:: EXCERPTED PASSAGE ::

------------------------------------

California’s emergency rooms have become the healthcare safety net and are the front lines of any public health emergency. Overcrowding in California’s emergency rooms is a real and continued threat to the health and safety of patients in need of care.
California is currently last in the nation when it comes to the number of emergency rooms available per capita, providing only six emergency rooms for every one million residents.  

With record high unemployment rates, the loss of health insurance and the uncertainty of economic recovery, the emergency room safety net is being stretched to its breaking point.  In fact, recent media reports indicate that the number of uninsured patients being admitted to emergency rooms has increased significantly since last Fall. Emergency room overcrowding is no longer simply an uncomfortable and time-consuming endeavor for patients.   Waits can be so long they are putting the lives of Californians in peril.

The good news is that California has an opportunity that’s simple and proven to help emergency room overcrowding.

AB 911 (Lieu) will require hospitals to develop and implement a response plan to alleviate the overcrowding based on a real-time calculator that measures how crowded the emergency room is every four hours. This plan allows for rapid response with practical solutions based on the ever-changing conditions in the emergency room. Each hospital develops an individualized plan that allows for flexibility in the design that suits each specific hospital.

Awaiting signature by the Governor, AB 911 will complement any other healthcare related bills the Governor signs into law. The program in AB 911 has a proven successful track record and doesn’t require additional funding from the state or from the hospitals. In fact, LA County’s USC hospital, with the largest emergency room in the state, implemented this approach at no additional cost and experienced a 38% decrease in the amount of time they operate at high levels of overcrowding.

Other hospitals across the nation have implemented a crowding score that triggers a full capacity protocol and have seen a dramatic decrease in emergency room crowding, a decrease in costs associated with overcrowding, and improved patient outcomes by reducing wait times.

Taking into account the threat of a surge of Californians with flu-like symptoms fearing the H1N1 virus, and the increased demand due to other healthcare cuts, AB 911 is a common-sense policy approach to improving California’s healthcare system. Especially in light of a recent Trust for America’s Health study, “H1N1 Challenges Ahead,” that states, ‘[an] estimated 68,025 people in California may need to be hospitalized as a result of H1N1. This would mean 125 percent of the state’s hospital beds would be filled at the height of the outbreak, exceeding the state’s available number of beds.’ Broken down even further it is likely that the majority of those cases will have to be admitted through the hospital’s emergency room doors, further impacting the overcrowding situation.

------------------------------------

:: REQUIREMENT 1 ::
Return the portion of the emergency room overcrowding passage starting with "California is currently" and going on through "emergency room overcrowding.", copied word for word.
:: REQUIREMENT 2 ::
According to the emergency room overcrowding passage, how many emergency rooms does California provide for every one million residents?

:: EXTRACTED MATERIAL ::

------------------------------------

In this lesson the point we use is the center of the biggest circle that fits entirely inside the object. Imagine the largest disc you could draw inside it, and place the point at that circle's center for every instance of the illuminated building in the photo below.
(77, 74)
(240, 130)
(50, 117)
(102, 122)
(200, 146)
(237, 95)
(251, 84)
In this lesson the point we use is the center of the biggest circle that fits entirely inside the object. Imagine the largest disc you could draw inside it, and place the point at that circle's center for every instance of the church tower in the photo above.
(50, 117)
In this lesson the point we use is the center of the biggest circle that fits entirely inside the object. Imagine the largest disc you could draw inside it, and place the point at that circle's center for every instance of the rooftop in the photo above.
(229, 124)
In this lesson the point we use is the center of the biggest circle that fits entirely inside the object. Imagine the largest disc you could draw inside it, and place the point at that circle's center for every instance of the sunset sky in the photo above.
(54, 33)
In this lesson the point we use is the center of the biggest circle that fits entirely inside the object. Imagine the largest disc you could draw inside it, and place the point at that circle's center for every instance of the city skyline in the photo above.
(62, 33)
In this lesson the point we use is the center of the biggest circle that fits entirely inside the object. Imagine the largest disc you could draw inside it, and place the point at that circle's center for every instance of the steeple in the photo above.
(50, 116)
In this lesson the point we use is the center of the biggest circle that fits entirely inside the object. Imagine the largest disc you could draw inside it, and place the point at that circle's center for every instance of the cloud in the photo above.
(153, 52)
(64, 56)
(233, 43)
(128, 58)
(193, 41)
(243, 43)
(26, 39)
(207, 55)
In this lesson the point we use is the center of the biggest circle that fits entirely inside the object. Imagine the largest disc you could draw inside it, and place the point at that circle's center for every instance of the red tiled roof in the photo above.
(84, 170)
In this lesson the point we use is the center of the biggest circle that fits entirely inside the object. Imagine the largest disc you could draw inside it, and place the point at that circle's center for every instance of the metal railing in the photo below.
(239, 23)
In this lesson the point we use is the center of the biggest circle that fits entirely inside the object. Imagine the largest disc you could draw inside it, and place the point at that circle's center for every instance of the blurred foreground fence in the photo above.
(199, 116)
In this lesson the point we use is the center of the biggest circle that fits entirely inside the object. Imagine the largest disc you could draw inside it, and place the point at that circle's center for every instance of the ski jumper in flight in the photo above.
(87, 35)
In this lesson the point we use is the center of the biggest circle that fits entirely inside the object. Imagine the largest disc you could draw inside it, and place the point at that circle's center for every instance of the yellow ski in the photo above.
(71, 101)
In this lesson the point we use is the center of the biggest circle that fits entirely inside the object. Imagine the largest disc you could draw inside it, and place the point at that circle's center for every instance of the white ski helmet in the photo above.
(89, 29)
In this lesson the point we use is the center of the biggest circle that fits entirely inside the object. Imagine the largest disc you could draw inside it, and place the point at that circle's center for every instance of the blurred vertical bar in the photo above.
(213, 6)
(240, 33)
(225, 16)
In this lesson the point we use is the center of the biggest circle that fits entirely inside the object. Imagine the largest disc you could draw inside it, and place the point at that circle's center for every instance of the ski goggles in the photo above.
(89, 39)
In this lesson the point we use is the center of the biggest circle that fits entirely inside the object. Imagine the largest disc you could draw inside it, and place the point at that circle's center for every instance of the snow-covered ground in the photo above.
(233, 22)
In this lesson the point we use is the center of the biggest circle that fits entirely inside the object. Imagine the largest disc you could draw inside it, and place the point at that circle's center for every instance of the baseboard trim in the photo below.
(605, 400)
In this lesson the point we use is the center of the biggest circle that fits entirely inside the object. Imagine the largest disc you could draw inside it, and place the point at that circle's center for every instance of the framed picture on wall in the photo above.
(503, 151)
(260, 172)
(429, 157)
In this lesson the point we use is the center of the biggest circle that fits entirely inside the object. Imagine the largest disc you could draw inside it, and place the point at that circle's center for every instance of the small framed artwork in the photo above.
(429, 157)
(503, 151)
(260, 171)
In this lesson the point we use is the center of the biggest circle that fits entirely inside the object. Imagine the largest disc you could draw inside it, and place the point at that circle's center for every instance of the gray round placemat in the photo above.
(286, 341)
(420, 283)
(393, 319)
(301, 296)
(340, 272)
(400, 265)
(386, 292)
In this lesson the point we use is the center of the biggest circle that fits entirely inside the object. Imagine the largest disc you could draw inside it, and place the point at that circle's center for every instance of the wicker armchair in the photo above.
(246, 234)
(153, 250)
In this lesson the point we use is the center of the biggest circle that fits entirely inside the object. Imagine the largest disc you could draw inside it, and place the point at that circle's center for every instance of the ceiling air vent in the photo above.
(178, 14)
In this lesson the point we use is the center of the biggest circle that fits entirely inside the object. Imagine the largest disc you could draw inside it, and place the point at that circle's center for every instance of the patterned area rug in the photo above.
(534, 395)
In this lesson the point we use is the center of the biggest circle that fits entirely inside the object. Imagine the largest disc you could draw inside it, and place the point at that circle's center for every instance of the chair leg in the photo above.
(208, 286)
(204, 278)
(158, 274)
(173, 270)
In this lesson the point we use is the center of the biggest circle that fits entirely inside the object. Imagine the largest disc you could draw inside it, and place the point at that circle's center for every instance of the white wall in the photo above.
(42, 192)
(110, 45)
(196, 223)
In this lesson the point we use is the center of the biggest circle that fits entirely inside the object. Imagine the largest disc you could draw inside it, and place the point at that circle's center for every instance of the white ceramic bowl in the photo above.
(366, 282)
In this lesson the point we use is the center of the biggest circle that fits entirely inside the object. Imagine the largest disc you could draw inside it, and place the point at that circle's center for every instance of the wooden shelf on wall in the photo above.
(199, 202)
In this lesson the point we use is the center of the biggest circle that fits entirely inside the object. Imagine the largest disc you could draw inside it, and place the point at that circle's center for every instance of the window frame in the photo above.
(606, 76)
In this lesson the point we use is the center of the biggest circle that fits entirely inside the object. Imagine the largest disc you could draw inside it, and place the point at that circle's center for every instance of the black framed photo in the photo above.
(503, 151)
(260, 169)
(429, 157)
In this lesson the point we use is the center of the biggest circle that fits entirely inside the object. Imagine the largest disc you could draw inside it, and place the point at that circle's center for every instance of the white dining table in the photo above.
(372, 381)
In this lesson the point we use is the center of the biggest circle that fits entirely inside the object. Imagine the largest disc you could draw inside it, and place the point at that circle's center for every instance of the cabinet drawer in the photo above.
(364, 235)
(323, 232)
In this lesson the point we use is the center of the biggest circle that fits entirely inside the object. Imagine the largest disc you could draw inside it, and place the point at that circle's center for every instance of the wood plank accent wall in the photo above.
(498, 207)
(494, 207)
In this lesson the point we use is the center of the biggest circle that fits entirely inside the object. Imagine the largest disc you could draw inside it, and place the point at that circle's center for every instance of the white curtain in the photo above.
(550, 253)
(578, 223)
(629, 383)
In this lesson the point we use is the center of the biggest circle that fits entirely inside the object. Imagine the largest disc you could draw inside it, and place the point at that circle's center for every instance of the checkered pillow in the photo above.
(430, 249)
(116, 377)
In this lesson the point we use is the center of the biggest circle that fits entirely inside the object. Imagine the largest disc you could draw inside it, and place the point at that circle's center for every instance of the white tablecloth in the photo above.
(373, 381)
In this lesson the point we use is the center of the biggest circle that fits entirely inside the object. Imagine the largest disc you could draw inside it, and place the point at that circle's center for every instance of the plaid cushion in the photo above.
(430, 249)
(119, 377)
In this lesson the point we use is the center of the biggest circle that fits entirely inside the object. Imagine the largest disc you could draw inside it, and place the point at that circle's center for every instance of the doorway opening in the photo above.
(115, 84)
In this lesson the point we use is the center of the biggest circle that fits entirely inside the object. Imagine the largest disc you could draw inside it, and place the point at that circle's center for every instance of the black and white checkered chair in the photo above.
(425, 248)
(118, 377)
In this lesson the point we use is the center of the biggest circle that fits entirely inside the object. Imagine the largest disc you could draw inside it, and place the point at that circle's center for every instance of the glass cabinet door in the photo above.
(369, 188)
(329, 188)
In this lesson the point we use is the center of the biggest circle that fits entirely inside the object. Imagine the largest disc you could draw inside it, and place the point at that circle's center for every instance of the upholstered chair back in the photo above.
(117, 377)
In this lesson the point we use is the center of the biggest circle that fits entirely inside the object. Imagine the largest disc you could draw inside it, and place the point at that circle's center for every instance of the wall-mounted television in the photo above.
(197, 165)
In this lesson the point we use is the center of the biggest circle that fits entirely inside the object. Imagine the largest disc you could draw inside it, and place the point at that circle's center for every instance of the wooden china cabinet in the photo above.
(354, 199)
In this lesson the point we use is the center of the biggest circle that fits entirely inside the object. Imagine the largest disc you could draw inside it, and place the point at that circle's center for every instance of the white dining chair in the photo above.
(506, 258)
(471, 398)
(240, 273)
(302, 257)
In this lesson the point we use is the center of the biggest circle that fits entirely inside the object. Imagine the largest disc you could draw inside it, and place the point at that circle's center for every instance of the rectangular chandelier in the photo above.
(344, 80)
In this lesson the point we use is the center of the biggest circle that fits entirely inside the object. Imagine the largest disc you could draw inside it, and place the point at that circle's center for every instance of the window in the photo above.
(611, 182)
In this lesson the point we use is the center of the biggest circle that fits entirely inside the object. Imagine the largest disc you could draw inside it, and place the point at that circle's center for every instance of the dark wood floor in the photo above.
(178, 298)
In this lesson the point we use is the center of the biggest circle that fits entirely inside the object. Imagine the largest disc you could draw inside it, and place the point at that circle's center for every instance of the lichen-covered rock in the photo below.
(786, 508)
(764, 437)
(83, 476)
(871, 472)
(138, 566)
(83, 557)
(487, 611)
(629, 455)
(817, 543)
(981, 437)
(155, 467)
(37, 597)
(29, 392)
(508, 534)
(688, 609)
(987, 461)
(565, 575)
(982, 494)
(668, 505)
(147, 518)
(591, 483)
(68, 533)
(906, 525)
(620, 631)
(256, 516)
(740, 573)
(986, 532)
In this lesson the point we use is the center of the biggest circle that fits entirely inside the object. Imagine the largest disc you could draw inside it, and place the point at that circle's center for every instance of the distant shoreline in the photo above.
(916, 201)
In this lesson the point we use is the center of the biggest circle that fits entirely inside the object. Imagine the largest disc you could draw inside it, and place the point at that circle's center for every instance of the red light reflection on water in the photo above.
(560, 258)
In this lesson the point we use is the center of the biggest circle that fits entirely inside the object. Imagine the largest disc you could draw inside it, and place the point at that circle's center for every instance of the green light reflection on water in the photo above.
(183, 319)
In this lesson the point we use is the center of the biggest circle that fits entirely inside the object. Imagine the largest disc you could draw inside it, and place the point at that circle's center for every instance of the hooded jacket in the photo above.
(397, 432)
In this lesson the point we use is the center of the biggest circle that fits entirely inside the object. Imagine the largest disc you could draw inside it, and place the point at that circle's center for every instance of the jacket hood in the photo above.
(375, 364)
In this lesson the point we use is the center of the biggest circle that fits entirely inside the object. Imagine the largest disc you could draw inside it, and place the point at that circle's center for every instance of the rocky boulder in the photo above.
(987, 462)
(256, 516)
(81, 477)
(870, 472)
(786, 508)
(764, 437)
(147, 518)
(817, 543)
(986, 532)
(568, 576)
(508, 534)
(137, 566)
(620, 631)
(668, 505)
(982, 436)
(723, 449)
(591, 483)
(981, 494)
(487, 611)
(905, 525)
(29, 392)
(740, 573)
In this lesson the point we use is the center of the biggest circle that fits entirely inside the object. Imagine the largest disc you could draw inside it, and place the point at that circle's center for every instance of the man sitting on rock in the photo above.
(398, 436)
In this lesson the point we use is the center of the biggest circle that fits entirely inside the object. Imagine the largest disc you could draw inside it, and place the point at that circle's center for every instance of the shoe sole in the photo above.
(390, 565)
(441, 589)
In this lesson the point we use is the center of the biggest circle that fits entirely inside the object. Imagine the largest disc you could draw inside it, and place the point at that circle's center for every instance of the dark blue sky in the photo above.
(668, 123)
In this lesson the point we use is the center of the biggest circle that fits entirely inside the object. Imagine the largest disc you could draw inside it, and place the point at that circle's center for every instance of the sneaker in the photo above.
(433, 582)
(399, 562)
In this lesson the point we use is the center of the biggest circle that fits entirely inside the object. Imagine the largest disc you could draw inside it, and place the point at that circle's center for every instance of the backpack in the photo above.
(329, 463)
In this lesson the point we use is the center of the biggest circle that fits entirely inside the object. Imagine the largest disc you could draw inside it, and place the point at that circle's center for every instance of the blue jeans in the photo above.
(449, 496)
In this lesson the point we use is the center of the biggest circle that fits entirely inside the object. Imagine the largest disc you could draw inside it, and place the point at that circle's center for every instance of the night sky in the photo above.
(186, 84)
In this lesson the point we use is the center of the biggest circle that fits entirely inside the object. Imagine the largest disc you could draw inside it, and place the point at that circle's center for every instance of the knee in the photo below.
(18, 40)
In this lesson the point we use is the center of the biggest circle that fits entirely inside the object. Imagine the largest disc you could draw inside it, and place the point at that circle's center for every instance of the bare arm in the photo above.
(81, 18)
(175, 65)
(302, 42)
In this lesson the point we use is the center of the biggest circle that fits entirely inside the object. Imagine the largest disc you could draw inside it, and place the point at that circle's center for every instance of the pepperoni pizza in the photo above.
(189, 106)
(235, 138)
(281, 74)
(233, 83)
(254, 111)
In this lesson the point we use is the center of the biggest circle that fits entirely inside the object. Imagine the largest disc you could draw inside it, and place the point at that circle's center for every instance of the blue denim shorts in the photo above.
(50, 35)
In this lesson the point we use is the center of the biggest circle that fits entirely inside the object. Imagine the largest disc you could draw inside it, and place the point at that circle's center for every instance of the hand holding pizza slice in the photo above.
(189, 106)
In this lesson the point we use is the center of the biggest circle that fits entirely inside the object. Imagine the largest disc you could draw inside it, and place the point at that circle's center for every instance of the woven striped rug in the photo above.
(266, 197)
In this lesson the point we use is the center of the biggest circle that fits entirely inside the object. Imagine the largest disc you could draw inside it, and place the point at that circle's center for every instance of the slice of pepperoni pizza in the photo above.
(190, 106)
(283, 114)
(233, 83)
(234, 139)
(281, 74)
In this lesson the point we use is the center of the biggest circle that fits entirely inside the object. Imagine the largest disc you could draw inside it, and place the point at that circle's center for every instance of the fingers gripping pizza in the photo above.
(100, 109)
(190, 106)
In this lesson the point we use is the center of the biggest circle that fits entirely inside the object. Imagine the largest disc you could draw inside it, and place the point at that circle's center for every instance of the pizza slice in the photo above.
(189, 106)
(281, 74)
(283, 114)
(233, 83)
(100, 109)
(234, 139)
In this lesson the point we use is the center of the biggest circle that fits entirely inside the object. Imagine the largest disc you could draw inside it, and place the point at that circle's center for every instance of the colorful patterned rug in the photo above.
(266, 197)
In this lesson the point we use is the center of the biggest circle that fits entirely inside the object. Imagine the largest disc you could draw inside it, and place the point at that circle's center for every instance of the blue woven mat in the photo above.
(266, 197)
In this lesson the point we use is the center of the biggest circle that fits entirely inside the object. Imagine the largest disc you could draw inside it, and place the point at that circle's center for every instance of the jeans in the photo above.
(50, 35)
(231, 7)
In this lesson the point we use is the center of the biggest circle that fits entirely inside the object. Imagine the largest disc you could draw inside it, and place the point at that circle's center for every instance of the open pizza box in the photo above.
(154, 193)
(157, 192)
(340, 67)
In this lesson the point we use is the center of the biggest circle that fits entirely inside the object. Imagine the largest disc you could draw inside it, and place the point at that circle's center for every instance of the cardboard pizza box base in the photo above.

------------------------------------

:: EXERCISE ANSWER 1 ::
California is currently last in the nation when it comes to the number of emergency rooms available per capita, providing only six emergency rooms for every one million residents.  

With record high unemployment rates, the loss of health insurance and the uncertainty of economic recovery, the emergency room safety net is being stretched to its breaking point.  In fact, recent media reports indicate that the number of uninsured patients being admitted to emergency rooms has increased significantly since last Fall. Emergency room overcrowding is no longer simply an uncomfortable and time-consuming endeavor for patients.   Waits can be so long they are putting the lives of Californians in peril.

The good news is that California has an opportunity that’s simple and proven to help emergency room overcrowding.

:: EXERCISE ANSWER 2 ::
Six.